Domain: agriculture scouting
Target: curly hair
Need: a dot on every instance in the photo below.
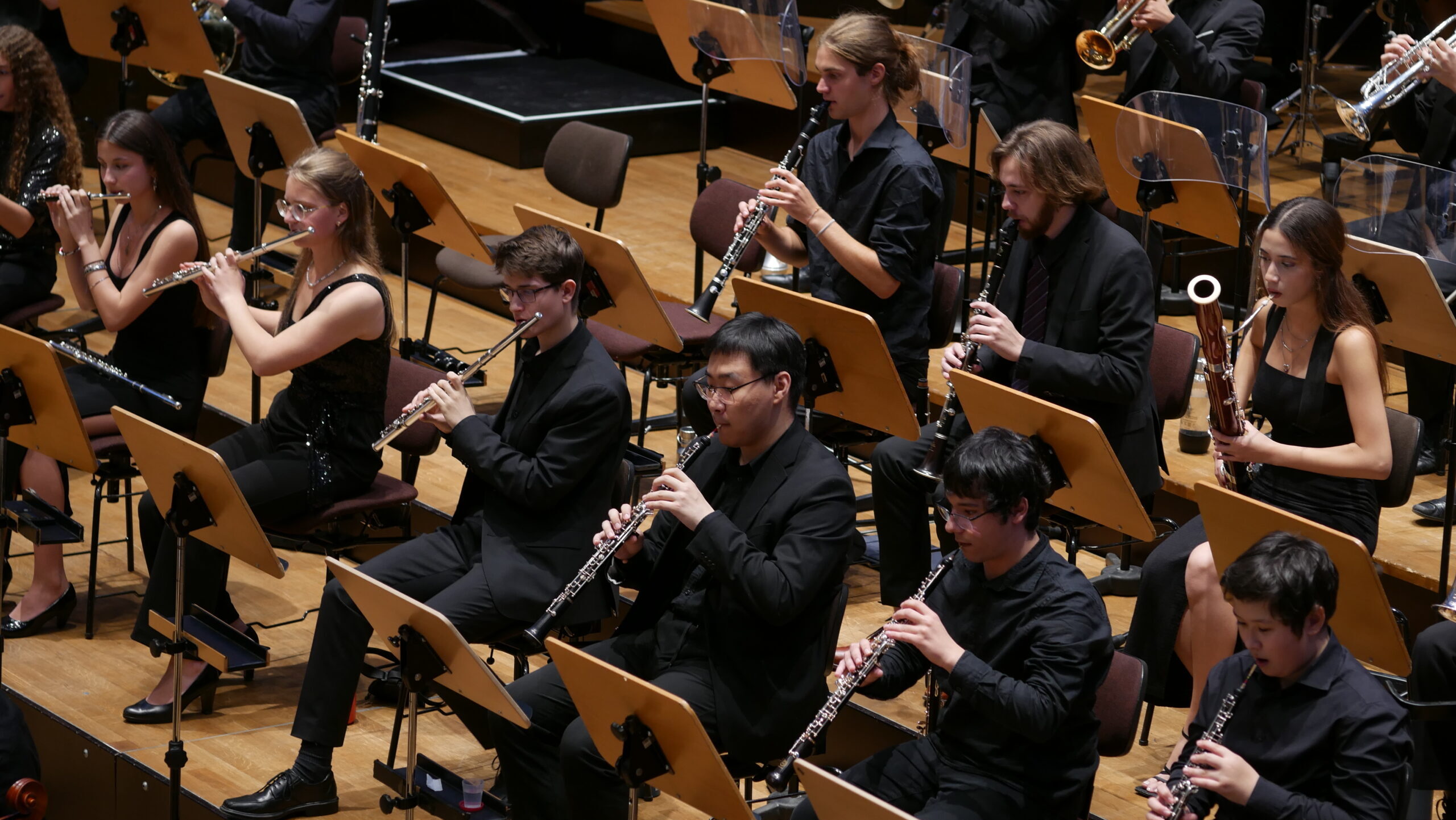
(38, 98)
==
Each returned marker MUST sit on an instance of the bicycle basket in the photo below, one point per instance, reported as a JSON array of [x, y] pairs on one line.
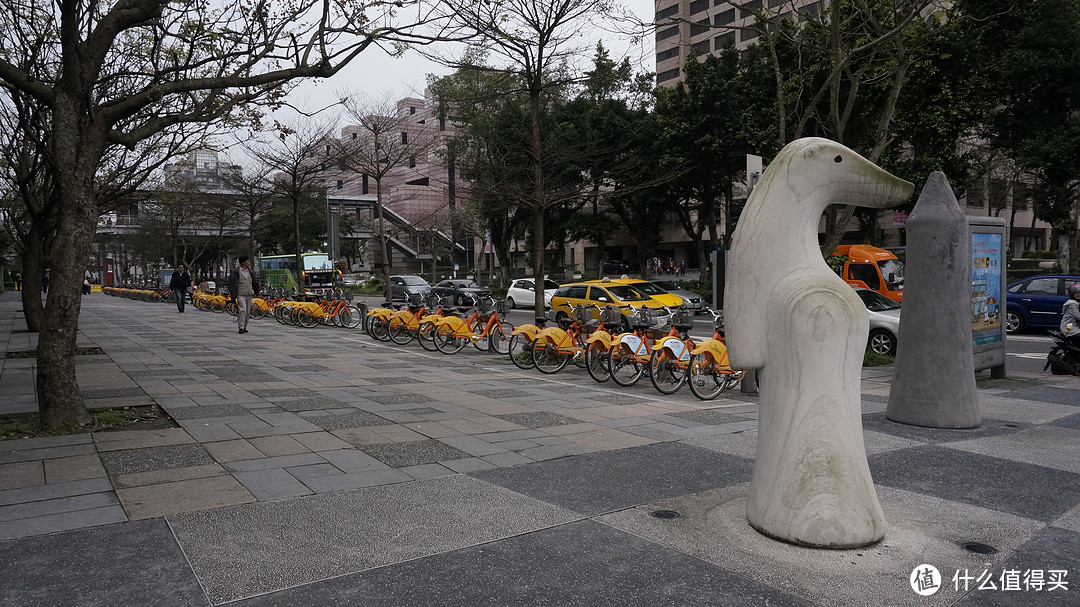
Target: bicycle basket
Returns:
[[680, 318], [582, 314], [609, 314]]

- _INSTRUCTIONS TO FOLLOW_
Render the lines of the listing between the ones holding "Each returned marker" and "[[680, 318], [582, 314], [609, 314]]", inclusive, as a numbered list. Skip blank lines and leave out any picture.

- _RESPONSE TO THE TASK_
1. Each returned marker MUST sit on an instance of the bicycle basket in the photo below, one point per instance, reported as a JSON array of [x, y] pairs on one line.
2. Target: bicycle basket
3. Returns:
4. [[680, 318], [582, 314], [609, 314]]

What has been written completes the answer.